== Segment start ==

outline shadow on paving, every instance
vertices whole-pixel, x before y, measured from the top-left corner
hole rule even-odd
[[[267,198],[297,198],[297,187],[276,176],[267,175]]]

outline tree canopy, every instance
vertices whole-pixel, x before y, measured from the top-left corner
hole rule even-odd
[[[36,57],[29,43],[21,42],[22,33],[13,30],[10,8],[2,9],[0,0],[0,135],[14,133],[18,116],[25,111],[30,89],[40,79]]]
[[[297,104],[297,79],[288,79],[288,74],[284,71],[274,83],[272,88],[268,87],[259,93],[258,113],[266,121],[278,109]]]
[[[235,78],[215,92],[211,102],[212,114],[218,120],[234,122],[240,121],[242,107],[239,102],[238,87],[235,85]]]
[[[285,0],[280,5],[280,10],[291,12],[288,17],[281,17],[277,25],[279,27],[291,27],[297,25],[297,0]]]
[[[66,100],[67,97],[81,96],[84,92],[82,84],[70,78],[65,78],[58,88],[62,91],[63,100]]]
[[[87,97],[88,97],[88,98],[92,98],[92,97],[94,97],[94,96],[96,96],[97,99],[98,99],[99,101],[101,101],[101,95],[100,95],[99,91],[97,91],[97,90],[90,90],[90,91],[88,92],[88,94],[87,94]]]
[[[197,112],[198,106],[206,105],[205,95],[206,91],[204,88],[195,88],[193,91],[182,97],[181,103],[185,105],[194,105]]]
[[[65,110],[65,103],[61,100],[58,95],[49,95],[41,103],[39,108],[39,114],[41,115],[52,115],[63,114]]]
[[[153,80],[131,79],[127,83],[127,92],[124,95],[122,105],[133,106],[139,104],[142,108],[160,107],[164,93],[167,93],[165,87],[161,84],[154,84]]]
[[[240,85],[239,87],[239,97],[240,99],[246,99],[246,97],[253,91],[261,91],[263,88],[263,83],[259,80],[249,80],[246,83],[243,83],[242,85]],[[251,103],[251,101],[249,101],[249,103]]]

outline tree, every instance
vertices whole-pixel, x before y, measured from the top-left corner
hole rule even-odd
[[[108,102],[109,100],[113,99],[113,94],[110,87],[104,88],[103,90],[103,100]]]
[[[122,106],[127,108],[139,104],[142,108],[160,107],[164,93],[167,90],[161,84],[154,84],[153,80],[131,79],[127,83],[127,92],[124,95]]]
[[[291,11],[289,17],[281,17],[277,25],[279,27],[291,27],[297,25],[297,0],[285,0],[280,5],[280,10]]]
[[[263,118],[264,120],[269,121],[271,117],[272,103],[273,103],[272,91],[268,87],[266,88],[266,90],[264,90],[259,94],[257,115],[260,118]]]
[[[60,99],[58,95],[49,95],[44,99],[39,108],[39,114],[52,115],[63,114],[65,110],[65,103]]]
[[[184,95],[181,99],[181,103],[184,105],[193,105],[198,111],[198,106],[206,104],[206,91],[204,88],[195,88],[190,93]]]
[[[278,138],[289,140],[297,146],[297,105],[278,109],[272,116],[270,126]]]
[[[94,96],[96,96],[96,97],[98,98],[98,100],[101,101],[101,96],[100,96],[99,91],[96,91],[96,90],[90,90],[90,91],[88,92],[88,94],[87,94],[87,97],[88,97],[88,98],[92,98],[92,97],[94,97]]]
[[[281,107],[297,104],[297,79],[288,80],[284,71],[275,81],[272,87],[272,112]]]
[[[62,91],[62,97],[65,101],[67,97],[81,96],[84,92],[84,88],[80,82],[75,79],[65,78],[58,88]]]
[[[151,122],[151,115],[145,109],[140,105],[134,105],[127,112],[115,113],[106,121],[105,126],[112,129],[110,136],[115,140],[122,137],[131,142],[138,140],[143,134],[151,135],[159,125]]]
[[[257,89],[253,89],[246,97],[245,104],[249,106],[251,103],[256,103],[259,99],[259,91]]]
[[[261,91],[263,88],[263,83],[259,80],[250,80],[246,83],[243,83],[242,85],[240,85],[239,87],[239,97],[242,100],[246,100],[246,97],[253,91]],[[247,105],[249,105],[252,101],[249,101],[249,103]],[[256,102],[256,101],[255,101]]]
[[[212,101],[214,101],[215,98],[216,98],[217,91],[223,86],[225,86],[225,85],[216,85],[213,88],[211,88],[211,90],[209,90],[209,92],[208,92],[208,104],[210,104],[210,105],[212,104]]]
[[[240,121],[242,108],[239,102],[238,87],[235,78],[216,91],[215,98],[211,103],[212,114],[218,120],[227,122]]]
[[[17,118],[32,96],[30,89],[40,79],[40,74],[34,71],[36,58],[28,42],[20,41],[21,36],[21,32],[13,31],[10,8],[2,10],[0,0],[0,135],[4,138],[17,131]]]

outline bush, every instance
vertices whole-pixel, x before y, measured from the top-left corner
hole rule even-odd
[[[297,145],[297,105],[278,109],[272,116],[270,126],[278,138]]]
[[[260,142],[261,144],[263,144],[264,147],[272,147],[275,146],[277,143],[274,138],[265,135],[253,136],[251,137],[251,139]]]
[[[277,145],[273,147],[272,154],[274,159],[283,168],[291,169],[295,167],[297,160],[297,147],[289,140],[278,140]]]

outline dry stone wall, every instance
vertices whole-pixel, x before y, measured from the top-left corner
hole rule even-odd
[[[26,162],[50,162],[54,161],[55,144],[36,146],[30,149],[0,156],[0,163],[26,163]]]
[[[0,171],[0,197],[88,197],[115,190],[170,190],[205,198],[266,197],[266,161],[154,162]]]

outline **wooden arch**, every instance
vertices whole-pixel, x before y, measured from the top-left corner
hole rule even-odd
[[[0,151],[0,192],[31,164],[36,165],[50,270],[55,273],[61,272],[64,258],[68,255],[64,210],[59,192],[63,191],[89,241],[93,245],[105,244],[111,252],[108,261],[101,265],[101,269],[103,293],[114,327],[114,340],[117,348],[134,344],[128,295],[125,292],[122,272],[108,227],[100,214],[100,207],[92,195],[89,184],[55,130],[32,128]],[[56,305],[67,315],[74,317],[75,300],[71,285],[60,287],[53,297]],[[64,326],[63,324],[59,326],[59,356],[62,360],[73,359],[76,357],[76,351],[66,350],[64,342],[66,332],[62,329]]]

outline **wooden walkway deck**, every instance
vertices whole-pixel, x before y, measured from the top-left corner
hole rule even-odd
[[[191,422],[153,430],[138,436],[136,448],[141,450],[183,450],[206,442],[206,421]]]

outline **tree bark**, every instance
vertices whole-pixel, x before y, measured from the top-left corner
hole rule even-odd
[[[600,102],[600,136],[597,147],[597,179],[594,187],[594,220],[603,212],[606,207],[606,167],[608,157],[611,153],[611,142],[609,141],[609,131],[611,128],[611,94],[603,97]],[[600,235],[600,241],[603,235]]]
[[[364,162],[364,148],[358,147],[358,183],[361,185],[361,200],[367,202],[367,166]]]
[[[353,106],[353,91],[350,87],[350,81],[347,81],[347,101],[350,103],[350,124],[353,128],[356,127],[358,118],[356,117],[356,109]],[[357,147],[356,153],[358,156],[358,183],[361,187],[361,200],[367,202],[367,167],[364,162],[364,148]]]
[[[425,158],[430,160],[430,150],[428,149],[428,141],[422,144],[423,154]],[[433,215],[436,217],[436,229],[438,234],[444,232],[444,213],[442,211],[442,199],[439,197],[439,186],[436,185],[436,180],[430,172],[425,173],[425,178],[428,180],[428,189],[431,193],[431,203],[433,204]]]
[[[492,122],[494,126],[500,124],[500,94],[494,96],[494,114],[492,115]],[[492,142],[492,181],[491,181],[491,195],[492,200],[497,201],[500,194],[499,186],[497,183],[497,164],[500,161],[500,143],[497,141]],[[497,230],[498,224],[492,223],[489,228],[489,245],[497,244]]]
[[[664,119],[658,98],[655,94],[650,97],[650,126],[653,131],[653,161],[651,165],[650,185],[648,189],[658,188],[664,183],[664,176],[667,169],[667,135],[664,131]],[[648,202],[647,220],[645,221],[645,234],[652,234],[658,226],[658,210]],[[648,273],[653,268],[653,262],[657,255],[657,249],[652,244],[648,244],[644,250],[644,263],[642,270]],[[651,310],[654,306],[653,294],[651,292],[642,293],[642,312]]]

== Segment end ==

**What to work on**. Filter the material above down to the lines that hold the word "instance".

**Solution to the exercise**.
outline shadow on paving, every instance
outline tree canopy, every instance
outline tree, every instance
outline bush, every instance
outline dry stone wall, every instance
outline **wooden arch**, every instance
outline **wooden walkway deck**, every instance
outline **tree bark**, every instance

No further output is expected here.